- Tasks -
[1] Answer these three questions from the Grid Engine text:
(a) Which option does the text recommend for a large cluster with high throughput?
(b) Which syntax refers to a specific hostgroup rather than a specific host?
(c) Which cause of queue state E is called extremely common?
[2] Reproduce a part of the Grid Engine text word for word, starting at "There are different" and ending at "parallel environment (PE)".

- Text section -
Directing jobs to particular machines
Andreas posted today a short usage tip for people who need to direct their jobs to particular named execution hosts. It covers the syntax for referencing an execution host name after a queue name or wildcard character:
You can do this with the -q option: -q "*@comp28,*@comp29" or even shorter -q "*@comp28|comp29" with the -l option you can specify the host(s) like this -l h=comp28|comp29 if you have a large cluster with high throughput I recommend the -q being used since -q matchmaking is generally faster.
Note: One more additional syntax tip - remember your "@" vs. "@@" usage syntax:
-q all.q@comp28-- refer to a specific host-q all.q@@LinuxNodes-- refer to a specific hostgroup
Understanding queue error state 'E'
Working at my day job I usually handle SGE related questions from our customers and clients. This morning after responding to a support request concerning a SGE queue in state "E" I got curious and started trying to learn how often we had been asked this. It turns out that I've probably sent ~25-30 unique responses on this specific subject and each time my written response was different. This post is an attempt to create a single article that I can point people at as needed ...
Seeing "E" in the state column of qstat?
E state errors usually mean that an attempt to start a job failed in a spectacular manner and the Grid Engine qmaster decided to close off the queue instance to new jobs.
This is an important Grid Engine protective measure designed to keep your remaining pending jobs from a "black hole" draining effect in which they all successively get dispatched to the "bad" node die instantly with errors.
There are different causes to state E -- in most cases the root cause is is some large, systemic hardware or OS level error or misconfiguration. Typical examples include:
- The username of the job submitter does not exist on the execution host (extremely common)
- Shared filesystem failure
- Parallel jobs: syntax errors or bad commands in "start_proc_args" or "stop_proc_args" as defined within the parallel environment (PE)

- Supplied material -

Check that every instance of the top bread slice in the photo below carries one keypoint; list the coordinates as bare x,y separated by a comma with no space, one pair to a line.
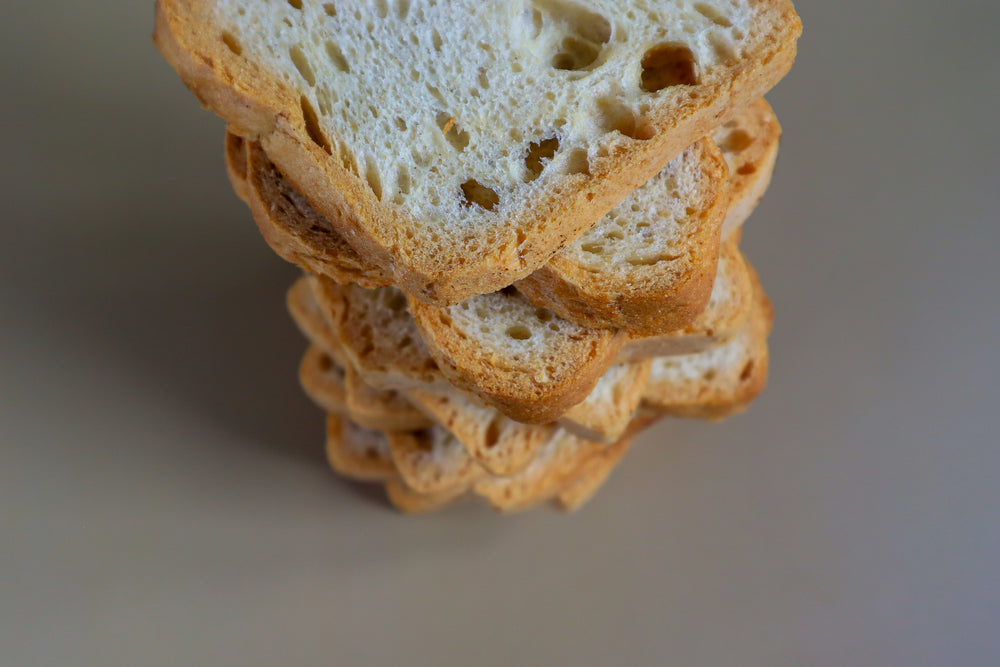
648,265
458,145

- Exercise results -
[1]
(a) The -q option, since -q matchmaking is generally faster.
(b) The "@@" syntax, as in -q all.q@@LinuxNodes.
(c) The username of the job submitter does not exist on the execution host.

[2]
There are different causes to state E -- in most cases the root cause is is some large, systemic hardware or OS level error or misconfiguration. Typical examples include:
- The username of the job submitter does not exist on the execution host (extremely common)
- Shared filesystem failure
- Parallel jobs: syntax errors or bad commands in "start_proc_args" or "stop_proc_args" as defined within the parallel environment (PE)